> Input data
-- Opening Marker --
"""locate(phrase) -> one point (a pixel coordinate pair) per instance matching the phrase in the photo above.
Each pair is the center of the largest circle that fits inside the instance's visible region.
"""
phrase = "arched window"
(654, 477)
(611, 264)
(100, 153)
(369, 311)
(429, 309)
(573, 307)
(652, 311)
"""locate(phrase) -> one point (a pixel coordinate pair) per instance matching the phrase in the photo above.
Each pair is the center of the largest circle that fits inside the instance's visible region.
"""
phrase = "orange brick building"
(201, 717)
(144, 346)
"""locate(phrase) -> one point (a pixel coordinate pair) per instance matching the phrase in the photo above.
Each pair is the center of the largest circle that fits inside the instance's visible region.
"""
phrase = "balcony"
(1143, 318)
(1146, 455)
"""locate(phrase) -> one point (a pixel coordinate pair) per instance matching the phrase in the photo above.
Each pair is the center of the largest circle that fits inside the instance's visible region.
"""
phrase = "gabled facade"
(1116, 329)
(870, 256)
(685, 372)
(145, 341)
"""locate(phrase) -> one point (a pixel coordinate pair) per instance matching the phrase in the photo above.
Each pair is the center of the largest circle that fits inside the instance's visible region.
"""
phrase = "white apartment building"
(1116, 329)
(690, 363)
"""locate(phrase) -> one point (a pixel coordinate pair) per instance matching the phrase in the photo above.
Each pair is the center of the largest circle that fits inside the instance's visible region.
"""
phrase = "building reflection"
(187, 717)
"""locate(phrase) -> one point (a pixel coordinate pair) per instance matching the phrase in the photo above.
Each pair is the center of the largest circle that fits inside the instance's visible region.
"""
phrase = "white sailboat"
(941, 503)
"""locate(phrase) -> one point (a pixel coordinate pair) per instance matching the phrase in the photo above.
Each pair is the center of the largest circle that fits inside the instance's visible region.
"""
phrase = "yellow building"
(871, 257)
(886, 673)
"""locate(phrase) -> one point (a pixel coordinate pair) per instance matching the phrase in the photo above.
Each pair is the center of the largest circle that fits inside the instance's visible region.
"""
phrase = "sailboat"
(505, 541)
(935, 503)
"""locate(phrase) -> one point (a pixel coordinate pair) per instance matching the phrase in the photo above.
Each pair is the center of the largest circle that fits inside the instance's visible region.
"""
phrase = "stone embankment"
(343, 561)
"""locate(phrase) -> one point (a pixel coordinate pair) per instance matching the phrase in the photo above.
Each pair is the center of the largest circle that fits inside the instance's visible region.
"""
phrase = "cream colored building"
-- Closing Marker --
> Problem details
Give back the whole listing above. Keep every character the same.

> Task output
"""locate(phrase) -> one point (a pixel coordinate pair) per instance matching the phrase in the photo above.
Each pair is the center of the largest circle that fits inside the instance's visible region.
"""
phrase = "arched window"
(654, 477)
(611, 264)
(100, 153)
(369, 311)
(429, 309)
(573, 307)
(652, 311)
"""locate(phrase) -> one point (a pixel coordinate pair) per instance matching the phrase in the photo above.
Each pair is the center of the largest circle that fits inside the instance's visible region.
"""
phrase = "orange brick building"
(201, 717)
(144, 346)
"""locate(phrase) -> one point (a pixel coordinate pair) per instance matching the phrase in the photo above.
Each pair is the center of the largest circle that fits inside the instance's visible region.
"""
phrase = "balcony"
(1143, 318)
(1146, 455)
"""locate(phrase) -> one point (a pixel coordinate pair) per instance matching the phrase in the photo above.
Each pair is the center of the largest circle that fits inside the instance's visible region.
"""
phrase = "gabled facade"
(1116, 329)
(870, 256)
(685, 372)
(145, 341)
"""locate(phrase) -> one point (a pixel coordinate pair) per instance matching the phrase in the photo above.
Each pair is the center of the largest circle that fits inside the instance's visible region.
"""
phrase = "white apartment building"
(1116, 329)
(690, 363)
"""locate(phrase) -> one point (a pixel coordinate pair) per instance matching the phrase in the photo above.
Each pair is the center of the largest circle that fits inside the instance's visible region.
"""
phrase = "building reflection"
(187, 717)
"""locate(phrase) -> one point (a pixel coordinate pair) per instance matching the phrase in the photo above.
Each pair is the center of the largest circle that fits inside the instance's visible region.
"""
phrase = "white sailboat"
(941, 503)
"""locate(phrase) -> one point (a pixel coordinate pair) per instance matching the phrase in the photo above.
Each pair is the center of the largest circle that fits inside the instance's visible region.
"""
phrase = "yellow building"
(871, 257)
(886, 673)
"""locate(phrase) -> one point (a pixel coordinate pair) per instance matching the phrase in the photo above.
Each pair is the center of the largest circle that fits inside the instance's visible region.
"""
phrase = "sailboat"
(505, 541)
(935, 503)
"""locate(phrase) -> one point (a pixel coordinate pair) per instance matching the phrase in the photo above.
Each pair is the center of the largest circle that fits inside the instance's visible region.
"""
phrase = "stone embankment"
(343, 561)
"""locate(phrase) -> one point (a pixel coordinate pair) per instance matching the phrase in the photo above.
Each pair is the center of the largest circle that fits inside the instance's visible region.
"""
phrase = "cream colored building"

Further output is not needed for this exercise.